#### Zitierter Textauszug:
------
Die Wiederwahl-Chancen des Präsidenten schwinden: Er verliert nun auch den Rückhalt in der Wirtschaft. Hinzu kommt ein verheerender Abschlussbericht des Senats über Bolsonaro.
25.10.2021 - 16:06 Uhr Kommentieren
Brasiliens Präsident hat vor wenigen Tagen bekräftigt, dass sein Wirtschafts- und Finanzminister im Amt bleiben wird. Quelle: AP
Jair Bolsonaro und Paul Guedes

Brasiliens Präsident hat vor wenigen Tagen bekräftigt, dass sein Wirtschafts- und Finanzminister im Amt bleiben wird.

(Foto: AP)

Salvador Selbst Fans von Jair Bolsonaro dürften inzwischen überrascht sein über die Zahl und das Ausmaß der Skandale, die der brasilianische Präsident in seiner bisherigen Amtszeit verursacht hat. All jene, die dachten, so schlimm werde es nicht werden, verwiesen stets auf Paulo Guedes.
------
Auszüge aus dem Datensatz:
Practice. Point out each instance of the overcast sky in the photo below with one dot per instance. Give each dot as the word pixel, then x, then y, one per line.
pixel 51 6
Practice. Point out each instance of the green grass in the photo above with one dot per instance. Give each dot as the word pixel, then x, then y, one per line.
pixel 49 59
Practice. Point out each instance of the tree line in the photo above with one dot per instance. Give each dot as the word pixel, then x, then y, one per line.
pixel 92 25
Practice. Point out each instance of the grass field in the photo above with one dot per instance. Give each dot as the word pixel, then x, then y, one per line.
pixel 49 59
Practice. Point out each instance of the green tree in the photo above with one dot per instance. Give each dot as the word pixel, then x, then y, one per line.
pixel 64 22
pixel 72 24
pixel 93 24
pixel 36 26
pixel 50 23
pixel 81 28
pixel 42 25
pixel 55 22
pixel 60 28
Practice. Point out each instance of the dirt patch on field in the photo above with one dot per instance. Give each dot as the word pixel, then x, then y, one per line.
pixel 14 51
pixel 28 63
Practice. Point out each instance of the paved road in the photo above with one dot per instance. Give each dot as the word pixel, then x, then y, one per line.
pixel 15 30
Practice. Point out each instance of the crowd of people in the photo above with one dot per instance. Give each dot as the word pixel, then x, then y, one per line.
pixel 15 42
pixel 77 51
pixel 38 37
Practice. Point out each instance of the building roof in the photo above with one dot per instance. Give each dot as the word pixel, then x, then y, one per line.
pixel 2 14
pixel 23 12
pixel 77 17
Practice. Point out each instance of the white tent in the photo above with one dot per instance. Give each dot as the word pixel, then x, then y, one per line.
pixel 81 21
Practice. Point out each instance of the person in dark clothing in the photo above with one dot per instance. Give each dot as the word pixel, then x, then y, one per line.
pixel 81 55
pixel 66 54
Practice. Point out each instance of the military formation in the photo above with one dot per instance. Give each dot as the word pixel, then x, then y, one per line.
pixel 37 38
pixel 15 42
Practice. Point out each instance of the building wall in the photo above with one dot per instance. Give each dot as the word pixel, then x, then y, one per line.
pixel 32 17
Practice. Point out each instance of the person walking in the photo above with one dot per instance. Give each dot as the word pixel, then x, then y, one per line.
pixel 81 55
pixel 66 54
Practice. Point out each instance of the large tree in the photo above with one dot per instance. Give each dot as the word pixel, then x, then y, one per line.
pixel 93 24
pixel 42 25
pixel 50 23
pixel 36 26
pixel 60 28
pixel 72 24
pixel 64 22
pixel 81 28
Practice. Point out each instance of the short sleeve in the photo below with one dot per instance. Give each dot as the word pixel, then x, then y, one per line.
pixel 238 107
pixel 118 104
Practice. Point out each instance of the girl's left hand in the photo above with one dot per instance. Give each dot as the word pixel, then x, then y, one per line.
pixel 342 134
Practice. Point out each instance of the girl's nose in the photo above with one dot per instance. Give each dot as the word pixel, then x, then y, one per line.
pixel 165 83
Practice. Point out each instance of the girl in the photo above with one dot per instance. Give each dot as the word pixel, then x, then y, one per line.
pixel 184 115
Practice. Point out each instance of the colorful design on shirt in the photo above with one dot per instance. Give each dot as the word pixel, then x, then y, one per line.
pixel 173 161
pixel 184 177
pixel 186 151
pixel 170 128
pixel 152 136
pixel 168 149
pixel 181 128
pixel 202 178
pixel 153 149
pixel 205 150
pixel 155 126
------
#### Was gefragt ist:
Wie lässt sich der Artikel über Bolsonaros schwindenden Rückhalt im Anschluss an seinen letzten Satz weiterführen?

#### Antwortfeld:
Für die brasilianische Wirtschaft etwa war der Superminister für Wirtschaft und Finanzen ein Garant dafür, dass die Regierung einen vernünftigen und liberalen Reformkurs einschlagen würde. Der Präsident selbst verwies in allen Wirtschaftsfragen immer auf den Chicago-Ökonomen.

Doch das Bild hat sich gewandelt. Guedes wird zunehmend zu einer Belastung für Bolsonaro. Der ehemalige Investmentbanker ist mittlerweile so geschwächt, dass Bolsonaro jetzt sogar Pressekonferenzen mit ihm abhält, um ihn zu stärken. „Es wird keine Abenteuer in der Wirtschaft geben“, versicherte Bolsonaro zuletzt mit Blick auf die Finanzmärkte. Der brasilianische Aktienindex hatte in der vergangenen Woche zehn Prozent verloren, auch der Real stürzte um fünf Prozent gegenüber dem Dollar ab.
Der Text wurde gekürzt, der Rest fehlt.